Your task is to repeat the records exactly from the line containing "Given the above screenshot, where exactly is the engraved" onward, through the final line.

── INFORMATION SHOWN

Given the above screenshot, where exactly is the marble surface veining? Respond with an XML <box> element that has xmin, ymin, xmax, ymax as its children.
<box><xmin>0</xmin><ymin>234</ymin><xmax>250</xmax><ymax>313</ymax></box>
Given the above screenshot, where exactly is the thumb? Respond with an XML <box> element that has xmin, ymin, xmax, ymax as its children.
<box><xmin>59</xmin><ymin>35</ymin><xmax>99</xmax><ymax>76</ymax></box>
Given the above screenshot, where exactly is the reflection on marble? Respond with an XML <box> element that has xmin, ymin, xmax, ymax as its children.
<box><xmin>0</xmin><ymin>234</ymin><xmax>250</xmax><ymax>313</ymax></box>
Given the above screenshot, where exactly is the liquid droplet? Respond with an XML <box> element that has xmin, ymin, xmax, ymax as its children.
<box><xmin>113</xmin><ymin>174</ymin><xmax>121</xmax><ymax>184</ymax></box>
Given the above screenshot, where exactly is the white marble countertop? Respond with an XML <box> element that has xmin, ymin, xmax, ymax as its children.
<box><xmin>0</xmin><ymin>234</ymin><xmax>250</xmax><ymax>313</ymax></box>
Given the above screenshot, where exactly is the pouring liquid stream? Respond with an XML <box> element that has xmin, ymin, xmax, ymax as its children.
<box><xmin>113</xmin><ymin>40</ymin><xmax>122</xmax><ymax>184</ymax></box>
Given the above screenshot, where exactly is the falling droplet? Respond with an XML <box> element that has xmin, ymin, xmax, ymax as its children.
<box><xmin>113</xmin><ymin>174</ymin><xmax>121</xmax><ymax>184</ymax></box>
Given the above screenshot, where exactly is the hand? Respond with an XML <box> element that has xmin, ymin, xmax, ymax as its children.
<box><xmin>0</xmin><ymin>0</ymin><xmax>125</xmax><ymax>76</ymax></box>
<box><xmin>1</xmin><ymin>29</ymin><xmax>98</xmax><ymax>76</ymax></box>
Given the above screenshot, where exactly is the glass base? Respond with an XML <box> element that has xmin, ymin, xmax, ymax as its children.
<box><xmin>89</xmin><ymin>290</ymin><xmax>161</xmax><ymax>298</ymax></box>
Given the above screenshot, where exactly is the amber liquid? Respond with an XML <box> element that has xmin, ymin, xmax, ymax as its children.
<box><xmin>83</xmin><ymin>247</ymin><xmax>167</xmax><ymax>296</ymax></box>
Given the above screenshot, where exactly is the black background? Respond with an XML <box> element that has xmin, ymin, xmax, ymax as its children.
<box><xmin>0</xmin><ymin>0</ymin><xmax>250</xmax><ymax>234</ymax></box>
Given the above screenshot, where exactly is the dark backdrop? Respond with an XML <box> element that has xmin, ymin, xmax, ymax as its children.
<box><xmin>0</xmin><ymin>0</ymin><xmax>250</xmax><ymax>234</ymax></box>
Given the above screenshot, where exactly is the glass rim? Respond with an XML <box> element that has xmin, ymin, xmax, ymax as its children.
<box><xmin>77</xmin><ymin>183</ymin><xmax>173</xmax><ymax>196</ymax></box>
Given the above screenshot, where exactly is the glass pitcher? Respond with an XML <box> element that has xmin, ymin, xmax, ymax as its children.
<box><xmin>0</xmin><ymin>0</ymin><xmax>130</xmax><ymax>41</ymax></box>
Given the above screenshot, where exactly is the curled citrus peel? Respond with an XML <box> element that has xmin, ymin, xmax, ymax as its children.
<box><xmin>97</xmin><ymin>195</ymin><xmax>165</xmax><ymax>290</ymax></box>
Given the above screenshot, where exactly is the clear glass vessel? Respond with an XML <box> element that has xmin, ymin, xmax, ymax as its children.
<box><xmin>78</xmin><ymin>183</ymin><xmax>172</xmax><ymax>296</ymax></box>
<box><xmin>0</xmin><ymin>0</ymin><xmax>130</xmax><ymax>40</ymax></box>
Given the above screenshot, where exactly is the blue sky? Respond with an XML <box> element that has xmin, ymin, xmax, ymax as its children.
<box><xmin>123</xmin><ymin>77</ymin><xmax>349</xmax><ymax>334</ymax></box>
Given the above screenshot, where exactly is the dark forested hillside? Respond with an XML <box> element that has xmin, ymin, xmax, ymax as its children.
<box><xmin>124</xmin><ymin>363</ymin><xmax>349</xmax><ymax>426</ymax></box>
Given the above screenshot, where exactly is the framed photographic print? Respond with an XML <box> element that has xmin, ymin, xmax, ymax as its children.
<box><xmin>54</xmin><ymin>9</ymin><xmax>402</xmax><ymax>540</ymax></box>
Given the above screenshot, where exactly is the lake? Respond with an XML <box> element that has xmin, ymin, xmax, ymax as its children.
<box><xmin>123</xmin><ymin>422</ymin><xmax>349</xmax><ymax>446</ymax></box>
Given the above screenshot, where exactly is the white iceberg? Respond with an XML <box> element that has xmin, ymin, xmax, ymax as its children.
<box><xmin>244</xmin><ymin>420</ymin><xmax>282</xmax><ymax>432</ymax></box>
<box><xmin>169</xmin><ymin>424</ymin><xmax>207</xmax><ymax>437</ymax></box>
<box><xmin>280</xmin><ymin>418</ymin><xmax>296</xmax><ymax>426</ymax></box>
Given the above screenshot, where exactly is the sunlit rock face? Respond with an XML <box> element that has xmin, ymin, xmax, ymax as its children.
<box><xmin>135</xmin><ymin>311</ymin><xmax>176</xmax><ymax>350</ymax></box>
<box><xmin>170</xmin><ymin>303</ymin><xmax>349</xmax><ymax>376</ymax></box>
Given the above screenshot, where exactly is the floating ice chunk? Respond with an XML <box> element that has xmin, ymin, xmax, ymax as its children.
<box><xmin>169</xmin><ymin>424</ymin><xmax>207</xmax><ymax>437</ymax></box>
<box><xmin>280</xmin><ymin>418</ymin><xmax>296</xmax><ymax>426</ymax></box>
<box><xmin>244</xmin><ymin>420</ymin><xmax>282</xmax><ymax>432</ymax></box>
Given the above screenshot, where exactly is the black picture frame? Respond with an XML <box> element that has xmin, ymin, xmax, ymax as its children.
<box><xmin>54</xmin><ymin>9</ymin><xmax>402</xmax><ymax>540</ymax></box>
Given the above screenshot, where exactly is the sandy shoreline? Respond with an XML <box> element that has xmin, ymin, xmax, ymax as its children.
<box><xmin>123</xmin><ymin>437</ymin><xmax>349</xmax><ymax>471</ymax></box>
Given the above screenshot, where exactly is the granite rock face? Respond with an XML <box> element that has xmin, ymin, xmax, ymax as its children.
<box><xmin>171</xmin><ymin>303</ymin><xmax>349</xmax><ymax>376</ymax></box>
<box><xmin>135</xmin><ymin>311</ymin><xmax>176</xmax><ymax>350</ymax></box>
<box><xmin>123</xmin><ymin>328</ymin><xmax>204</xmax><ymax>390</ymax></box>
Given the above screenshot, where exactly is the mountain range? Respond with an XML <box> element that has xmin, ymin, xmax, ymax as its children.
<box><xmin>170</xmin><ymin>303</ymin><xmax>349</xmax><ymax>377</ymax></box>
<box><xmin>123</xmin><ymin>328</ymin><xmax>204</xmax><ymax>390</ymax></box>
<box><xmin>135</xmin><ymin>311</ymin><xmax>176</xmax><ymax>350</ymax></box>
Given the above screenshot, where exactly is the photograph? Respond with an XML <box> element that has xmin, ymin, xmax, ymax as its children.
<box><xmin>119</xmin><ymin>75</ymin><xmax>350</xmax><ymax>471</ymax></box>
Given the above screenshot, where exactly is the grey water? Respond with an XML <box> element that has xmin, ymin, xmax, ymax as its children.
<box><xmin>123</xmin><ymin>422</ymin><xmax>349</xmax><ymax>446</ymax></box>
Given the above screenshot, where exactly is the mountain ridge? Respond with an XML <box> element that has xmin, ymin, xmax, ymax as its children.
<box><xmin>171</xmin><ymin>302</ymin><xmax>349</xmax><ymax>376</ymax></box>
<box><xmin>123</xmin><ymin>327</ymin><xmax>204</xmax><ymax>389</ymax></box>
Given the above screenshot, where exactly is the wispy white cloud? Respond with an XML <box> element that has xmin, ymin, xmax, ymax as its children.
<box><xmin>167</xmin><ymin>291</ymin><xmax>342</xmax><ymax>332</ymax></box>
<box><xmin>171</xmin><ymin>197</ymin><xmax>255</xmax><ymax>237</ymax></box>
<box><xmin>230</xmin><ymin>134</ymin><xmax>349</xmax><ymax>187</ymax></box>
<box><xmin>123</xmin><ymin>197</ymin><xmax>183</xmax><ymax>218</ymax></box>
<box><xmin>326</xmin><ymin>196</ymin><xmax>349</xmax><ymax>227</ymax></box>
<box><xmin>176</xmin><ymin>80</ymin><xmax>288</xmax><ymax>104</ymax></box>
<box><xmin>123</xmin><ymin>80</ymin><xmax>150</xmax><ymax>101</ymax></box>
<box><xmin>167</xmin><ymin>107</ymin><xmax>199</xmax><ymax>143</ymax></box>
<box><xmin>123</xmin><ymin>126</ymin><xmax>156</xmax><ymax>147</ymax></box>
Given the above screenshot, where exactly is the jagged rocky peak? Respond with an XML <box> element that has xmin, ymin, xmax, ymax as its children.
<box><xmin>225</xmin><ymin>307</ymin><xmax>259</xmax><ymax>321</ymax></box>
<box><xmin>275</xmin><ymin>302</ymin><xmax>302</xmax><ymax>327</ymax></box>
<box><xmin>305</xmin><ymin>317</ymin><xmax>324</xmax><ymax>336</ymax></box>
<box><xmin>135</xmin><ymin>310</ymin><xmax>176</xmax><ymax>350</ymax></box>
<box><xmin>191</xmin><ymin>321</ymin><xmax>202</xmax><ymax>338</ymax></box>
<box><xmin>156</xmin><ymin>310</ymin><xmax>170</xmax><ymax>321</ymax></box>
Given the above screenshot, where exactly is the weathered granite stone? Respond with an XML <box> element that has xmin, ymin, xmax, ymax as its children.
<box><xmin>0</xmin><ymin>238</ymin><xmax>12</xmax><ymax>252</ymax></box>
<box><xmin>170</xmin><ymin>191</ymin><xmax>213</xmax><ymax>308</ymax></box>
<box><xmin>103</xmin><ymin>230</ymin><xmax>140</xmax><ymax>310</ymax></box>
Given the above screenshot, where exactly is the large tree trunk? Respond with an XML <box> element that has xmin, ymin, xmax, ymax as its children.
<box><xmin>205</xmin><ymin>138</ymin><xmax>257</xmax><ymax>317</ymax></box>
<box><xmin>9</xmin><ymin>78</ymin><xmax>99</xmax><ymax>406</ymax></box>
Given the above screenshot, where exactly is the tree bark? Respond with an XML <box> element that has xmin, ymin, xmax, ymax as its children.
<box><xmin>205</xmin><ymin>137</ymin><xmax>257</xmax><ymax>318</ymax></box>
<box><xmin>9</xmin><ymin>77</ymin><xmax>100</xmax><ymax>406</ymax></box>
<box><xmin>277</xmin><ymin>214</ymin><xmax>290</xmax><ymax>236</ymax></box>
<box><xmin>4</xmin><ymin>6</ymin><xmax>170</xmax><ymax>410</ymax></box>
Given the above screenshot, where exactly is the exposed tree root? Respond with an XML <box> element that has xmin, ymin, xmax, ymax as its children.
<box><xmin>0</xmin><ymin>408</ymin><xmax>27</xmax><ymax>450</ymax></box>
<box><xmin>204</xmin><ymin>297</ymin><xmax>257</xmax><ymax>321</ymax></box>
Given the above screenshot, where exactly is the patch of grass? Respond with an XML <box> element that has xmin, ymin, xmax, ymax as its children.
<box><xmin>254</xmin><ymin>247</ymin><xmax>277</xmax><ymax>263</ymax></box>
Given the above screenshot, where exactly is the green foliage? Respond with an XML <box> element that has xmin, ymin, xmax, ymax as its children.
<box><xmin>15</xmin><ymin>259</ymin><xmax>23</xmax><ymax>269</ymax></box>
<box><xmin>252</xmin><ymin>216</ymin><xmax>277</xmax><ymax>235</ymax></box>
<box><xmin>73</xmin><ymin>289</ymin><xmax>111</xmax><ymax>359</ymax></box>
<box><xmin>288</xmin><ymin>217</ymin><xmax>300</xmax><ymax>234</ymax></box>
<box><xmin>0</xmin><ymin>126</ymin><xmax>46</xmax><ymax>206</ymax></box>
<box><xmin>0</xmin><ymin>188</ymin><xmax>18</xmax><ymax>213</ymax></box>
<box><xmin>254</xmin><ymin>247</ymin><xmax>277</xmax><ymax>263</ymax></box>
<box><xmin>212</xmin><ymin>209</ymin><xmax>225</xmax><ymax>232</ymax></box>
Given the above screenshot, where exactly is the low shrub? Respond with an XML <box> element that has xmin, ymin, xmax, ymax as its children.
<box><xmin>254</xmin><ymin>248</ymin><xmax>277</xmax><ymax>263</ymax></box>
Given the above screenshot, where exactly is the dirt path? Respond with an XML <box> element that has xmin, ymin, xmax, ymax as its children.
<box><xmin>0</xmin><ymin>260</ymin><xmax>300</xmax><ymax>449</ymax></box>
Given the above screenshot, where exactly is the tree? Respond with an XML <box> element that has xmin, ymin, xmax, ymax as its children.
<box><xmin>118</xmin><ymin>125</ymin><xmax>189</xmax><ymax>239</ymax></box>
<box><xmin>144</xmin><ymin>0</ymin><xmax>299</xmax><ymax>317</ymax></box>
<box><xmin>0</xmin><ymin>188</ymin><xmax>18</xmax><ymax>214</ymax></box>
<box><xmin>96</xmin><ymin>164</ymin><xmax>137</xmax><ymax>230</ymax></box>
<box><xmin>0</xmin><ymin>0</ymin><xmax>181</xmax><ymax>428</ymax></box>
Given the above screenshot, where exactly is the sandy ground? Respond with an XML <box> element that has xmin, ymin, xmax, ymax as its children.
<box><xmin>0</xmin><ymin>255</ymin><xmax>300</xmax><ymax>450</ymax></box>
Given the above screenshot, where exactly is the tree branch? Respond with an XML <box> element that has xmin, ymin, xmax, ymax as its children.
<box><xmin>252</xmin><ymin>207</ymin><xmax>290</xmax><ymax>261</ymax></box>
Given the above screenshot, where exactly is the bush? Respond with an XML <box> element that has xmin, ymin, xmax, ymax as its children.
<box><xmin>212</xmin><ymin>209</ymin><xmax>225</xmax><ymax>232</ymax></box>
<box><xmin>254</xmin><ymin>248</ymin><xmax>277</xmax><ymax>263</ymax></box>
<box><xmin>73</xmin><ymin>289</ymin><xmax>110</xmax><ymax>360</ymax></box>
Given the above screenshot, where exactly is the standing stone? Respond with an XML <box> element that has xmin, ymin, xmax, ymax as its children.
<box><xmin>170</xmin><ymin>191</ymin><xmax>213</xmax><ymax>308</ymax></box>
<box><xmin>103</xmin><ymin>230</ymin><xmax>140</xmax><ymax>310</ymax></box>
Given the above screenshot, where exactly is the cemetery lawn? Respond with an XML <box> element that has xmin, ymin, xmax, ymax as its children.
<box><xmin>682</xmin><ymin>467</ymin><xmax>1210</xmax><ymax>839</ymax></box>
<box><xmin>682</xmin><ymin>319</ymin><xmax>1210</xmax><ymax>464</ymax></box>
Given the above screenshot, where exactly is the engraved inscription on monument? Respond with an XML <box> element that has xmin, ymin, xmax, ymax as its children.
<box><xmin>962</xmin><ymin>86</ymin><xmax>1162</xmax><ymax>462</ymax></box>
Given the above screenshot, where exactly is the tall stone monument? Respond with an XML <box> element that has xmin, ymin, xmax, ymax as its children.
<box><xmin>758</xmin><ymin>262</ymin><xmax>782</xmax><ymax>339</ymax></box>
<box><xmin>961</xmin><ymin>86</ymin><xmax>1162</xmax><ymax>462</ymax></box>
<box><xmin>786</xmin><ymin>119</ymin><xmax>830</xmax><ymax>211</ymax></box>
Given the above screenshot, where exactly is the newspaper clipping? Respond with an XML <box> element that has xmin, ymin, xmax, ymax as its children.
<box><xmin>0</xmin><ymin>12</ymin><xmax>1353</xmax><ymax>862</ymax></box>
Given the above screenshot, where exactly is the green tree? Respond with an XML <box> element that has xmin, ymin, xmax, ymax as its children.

────

#### [EXERCISE SOLUTION]
Given the above screenshot, where exactly is the engraved inscription on monument? Respond with an XML <box> element that has xmin, ymin, xmax, ymax as its children.
<box><xmin>962</xmin><ymin>86</ymin><xmax>1162</xmax><ymax>462</ymax></box>
Given the above screenshot, where exactly is the tall stone monument? Respond with an XML <box> element that has xmin, ymin, xmax, ymax as its children.
<box><xmin>758</xmin><ymin>262</ymin><xmax>782</xmax><ymax>339</ymax></box>
<box><xmin>961</xmin><ymin>86</ymin><xmax>1162</xmax><ymax>462</ymax></box>
<box><xmin>786</xmin><ymin>119</ymin><xmax>830</xmax><ymax>211</ymax></box>
Given the above screenshot, where exactly is the newspaper clipping? Respond with an XML <box> element that has xmin, ymin, xmax, ymax as its children.
<box><xmin>0</xmin><ymin>12</ymin><xmax>1353</xmax><ymax>862</ymax></box>
Given the above screenshot, where exactly is the green tree? Respond with an XML <box> element that has xmin, ymin, xmax, ymax as its children.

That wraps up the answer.